RAW DATA:
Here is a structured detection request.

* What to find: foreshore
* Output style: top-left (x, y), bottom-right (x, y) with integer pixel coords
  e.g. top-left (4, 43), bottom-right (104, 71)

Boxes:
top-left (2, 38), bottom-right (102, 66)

GIVEN TASK:
Extract every line of the listing above and reproduce each one verbatim, without changing any character.

TASK ANSWER:
Here is a structured detection request.

* What to find: foreshore
* Output style: top-left (x, y), bottom-right (x, y) with integer pixel coords
  e.g. top-left (4, 43), bottom-right (104, 71)

Boxes:
top-left (2, 38), bottom-right (102, 66)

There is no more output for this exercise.